----- Data supplied

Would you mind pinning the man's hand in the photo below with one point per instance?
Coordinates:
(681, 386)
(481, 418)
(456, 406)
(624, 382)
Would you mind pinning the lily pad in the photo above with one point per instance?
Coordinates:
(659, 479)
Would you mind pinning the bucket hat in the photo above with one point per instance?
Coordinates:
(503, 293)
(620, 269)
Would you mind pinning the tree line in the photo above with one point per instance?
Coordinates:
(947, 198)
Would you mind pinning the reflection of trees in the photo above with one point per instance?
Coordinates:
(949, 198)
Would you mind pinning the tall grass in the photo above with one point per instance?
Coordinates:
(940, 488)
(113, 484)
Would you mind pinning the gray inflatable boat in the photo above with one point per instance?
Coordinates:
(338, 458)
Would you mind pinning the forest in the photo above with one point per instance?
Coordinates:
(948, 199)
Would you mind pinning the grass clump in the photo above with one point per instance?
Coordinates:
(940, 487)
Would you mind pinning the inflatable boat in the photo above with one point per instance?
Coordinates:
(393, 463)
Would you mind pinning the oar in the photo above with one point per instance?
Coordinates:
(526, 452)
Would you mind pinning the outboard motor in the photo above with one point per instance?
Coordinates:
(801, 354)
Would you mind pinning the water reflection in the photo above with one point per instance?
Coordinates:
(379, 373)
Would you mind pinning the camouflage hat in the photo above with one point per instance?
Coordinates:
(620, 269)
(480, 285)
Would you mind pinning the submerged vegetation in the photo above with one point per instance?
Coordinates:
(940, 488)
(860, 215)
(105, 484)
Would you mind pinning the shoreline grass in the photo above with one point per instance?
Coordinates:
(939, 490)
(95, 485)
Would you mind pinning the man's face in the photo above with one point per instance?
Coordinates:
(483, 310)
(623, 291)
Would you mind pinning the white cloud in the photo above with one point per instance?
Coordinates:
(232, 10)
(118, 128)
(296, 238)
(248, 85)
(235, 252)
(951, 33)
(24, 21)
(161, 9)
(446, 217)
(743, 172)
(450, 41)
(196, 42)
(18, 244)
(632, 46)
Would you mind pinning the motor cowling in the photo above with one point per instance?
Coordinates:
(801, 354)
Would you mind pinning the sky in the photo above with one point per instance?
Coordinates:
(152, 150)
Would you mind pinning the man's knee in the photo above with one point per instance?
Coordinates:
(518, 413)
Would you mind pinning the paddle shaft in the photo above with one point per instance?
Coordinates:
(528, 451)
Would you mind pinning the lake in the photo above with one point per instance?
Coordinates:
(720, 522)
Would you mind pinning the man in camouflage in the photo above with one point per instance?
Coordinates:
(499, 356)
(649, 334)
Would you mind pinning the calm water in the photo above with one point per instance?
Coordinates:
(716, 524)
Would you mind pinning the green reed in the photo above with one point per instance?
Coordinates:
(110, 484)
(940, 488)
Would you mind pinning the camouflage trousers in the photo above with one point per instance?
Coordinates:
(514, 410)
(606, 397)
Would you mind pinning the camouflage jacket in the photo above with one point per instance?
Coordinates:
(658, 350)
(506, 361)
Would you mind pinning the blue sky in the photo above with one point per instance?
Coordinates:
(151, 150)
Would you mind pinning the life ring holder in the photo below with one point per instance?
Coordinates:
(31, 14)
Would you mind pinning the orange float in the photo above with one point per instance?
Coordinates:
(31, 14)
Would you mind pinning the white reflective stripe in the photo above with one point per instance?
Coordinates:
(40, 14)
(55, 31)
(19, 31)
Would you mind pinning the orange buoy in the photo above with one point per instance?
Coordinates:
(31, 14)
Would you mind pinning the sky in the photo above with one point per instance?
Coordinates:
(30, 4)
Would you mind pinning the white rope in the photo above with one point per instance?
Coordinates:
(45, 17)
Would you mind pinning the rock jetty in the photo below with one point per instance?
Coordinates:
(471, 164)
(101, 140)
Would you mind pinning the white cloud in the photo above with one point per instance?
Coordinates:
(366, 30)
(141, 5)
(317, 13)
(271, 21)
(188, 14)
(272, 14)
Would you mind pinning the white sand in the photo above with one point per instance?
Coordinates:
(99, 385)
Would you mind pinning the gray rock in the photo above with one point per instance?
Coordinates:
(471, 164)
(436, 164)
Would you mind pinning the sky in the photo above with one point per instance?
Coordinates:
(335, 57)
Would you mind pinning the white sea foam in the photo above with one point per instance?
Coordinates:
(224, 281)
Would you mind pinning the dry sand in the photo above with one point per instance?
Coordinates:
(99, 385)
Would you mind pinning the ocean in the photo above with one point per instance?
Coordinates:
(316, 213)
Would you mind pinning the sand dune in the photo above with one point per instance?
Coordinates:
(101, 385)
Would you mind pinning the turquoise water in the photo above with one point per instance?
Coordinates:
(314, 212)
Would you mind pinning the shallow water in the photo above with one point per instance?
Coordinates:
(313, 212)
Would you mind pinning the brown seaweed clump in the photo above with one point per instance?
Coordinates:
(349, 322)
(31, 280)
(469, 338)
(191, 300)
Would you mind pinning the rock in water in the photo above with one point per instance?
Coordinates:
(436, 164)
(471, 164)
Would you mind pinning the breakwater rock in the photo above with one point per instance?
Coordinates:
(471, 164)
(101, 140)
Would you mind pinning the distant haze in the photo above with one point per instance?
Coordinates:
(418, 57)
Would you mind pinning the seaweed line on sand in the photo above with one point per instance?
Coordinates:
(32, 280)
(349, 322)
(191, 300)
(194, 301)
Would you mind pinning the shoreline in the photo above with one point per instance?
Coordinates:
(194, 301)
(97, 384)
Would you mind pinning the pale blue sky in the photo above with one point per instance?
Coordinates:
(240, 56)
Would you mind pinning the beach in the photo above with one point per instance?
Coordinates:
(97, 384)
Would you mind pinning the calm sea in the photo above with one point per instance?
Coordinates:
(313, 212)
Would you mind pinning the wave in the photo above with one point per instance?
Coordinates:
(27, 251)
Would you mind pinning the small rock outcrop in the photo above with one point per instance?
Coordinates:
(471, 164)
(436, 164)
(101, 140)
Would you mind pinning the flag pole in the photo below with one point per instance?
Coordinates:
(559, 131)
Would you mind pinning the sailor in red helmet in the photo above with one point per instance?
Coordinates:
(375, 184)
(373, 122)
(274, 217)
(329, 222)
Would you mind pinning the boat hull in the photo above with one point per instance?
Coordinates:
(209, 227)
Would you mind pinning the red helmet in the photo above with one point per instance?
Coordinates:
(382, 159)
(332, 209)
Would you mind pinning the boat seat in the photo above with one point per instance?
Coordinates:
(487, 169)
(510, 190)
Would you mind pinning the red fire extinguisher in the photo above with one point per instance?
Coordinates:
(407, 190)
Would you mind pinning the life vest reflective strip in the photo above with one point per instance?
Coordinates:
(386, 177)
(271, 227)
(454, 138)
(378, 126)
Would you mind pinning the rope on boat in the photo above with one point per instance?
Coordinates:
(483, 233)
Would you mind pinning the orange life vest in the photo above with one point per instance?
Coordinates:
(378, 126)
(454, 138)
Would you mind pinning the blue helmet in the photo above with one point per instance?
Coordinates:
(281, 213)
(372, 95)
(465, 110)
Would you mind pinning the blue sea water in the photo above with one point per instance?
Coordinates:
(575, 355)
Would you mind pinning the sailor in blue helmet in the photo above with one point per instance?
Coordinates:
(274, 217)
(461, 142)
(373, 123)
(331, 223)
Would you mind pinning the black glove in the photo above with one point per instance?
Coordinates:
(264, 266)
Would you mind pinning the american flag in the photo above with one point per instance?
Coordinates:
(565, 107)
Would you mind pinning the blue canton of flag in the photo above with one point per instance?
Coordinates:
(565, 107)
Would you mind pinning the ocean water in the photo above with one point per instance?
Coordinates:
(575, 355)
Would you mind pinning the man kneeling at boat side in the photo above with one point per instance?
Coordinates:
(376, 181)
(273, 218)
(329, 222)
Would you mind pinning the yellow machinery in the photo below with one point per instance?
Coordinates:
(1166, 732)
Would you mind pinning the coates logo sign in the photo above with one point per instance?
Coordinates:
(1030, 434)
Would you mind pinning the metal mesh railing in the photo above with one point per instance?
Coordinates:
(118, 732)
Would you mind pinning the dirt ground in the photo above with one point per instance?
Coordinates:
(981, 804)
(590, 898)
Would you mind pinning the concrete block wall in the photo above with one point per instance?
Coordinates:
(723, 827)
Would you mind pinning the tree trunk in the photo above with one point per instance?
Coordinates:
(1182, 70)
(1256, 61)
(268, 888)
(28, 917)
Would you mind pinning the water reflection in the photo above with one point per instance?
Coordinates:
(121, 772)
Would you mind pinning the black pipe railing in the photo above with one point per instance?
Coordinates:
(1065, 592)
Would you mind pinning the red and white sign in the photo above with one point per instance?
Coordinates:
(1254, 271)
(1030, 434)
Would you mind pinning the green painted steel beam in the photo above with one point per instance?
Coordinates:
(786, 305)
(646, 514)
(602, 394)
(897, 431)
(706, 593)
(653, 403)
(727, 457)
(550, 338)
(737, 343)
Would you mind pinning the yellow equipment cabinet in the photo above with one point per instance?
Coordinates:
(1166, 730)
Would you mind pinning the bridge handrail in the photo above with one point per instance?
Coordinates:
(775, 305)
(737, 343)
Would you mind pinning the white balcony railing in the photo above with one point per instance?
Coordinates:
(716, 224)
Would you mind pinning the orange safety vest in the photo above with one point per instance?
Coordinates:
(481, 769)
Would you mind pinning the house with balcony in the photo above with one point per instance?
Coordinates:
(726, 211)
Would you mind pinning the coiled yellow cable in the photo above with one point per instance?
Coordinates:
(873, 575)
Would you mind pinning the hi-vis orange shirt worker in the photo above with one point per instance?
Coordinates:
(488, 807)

----------

# [Work required]
Recast the portion of the material that begins with the line containing "Would you mind pinning the white balcony" and continues through the end of the material as a two-column CSV with the header row request,answer. Each request gets one row, and each field is a single quoted value with line breaks replaced by spaces.

# [The response]
request,answer
"Would you mind pinning the white balcony railing in the photo above with one point per instance? Coordinates:","(716, 224)"
"Would you mind pinning the orange safety vest in the photo above with one point per instance? Coordinates:","(481, 769)"
"Would you mind pinning the house with balcony in the photo above with one point per instance? Coordinates:","(726, 211)"
"Would you mind pinning the coiled yellow cable in the photo above with one point per instance? Coordinates:","(873, 575)"
"Would you mind pinning the hi-vis orange shirt worker in the photo above with one point per instance? Coordinates:","(488, 807)"